## Given instruction:
Give the material below, between the line holding "of the silver" and the line holding "[(291, 227)]", inclusive, as a JSON list of strings with one string per line and blank lines omitted.

- - - -

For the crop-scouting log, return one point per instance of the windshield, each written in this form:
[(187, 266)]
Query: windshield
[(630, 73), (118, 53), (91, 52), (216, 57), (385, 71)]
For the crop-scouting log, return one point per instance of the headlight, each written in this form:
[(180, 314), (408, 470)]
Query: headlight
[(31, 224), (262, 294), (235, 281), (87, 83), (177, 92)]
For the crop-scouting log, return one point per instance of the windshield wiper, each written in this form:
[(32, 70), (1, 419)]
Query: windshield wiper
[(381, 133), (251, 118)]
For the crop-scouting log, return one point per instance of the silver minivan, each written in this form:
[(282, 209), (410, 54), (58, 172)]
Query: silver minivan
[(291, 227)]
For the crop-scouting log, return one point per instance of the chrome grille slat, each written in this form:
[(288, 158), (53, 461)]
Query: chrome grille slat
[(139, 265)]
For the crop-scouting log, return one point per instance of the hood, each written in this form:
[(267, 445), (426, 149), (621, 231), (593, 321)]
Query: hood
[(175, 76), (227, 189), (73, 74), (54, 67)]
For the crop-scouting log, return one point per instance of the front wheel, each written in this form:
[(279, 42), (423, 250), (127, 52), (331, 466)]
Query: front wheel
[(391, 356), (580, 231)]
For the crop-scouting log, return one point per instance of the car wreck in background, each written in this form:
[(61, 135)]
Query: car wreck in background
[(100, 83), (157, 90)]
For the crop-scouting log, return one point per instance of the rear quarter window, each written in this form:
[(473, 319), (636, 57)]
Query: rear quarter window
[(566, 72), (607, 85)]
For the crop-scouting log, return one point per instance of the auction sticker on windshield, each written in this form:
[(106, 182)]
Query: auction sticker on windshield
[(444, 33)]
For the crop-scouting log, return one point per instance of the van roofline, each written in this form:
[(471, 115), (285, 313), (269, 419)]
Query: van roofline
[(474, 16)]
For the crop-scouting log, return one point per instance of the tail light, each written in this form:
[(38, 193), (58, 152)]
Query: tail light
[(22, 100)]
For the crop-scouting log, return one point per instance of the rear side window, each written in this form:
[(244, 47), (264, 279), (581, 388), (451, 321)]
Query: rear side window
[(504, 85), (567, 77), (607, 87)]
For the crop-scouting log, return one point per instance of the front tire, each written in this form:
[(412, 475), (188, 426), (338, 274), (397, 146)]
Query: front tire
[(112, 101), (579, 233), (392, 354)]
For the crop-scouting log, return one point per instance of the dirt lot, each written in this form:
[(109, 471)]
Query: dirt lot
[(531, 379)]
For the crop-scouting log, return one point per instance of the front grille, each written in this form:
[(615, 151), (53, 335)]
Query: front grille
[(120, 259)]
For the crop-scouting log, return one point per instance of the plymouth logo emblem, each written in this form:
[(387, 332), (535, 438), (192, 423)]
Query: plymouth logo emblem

- - - -

## Answer to the task:
[
  "For the crop-scouting log, return one point per instance of the silver minivan, each written in this form:",
  "[(282, 209), (410, 54), (58, 172)]",
  "Query: silver minivan",
  "[(291, 227)]"
]